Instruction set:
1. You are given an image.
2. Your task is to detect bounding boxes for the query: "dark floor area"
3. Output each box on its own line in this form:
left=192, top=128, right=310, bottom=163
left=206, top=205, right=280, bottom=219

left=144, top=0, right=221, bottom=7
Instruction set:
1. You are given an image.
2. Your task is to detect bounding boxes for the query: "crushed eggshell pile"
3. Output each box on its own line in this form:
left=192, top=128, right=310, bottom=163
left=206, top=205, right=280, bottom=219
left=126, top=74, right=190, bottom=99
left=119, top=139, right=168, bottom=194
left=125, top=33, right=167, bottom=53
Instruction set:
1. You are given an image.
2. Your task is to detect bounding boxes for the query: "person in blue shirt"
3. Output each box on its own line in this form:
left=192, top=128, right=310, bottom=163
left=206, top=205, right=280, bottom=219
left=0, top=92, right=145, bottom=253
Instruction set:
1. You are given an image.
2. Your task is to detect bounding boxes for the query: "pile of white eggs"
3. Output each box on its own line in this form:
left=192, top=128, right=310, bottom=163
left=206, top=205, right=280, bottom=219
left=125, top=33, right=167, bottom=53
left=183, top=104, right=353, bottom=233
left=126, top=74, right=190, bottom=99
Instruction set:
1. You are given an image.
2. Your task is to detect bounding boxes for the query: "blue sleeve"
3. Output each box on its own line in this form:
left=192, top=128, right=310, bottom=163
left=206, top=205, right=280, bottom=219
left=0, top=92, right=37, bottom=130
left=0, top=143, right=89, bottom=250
----
== What to produce ==
Transcribe all of the data above line for line, changing nothing.

== Worked solution ==
Instruction set:
1. You are given an image.
2. Your task is to detect bounding boxes for the query: "dark floor area"
3. Output each box on its own line in this form:
left=192, top=128, right=310, bottom=163
left=206, top=205, right=280, bottom=219

left=144, top=0, right=221, bottom=7
Instruction set:
1. You are given an image.
2. Your task is to detect bounding boxes for the query: "crushed eggshell pile"
3. Output each box on its own line in this form:
left=192, top=128, right=310, bottom=163
left=206, top=205, right=280, bottom=219
left=126, top=74, right=190, bottom=99
left=119, top=139, right=168, bottom=194
left=125, top=33, right=167, bottom=53
Instruction set:
1. You are given an image.
2. Your task is to detect bounding boxes for the query: "person in blue shirt"
3. Output each box on its own line in this form:
left=192, top=128, right=310, bottom=163
left=206, top=205, right=280, bottom=219
left=0, top=92, right=145, bottom=253
Instruction set:
1. You are given an image.
2. Your task is to detect bounding boxes for the query: "pile of white eggs"
3. Output each box on its own line in this form:
left=192, top=128, right=310, bottom=163
left=206, top=205, right=280, bottom=219
left=125, top=33, right=167, bottom=53
left=183, top=104, right=353, bottom=233
left=126, top=74, right=190, bottom=99
Instruction set:
1. You are given an image.
2. Your task is to detect bounding boxes for the query: "blue sleeve"
3. Output each box on its own line in this form:
left=192, top=128, right=310, bottom=163
left=206, top=205, right=280, bottom=219
left=0, top=92, right=37, bottom=130
left=0, top=143, right=89, bottom=250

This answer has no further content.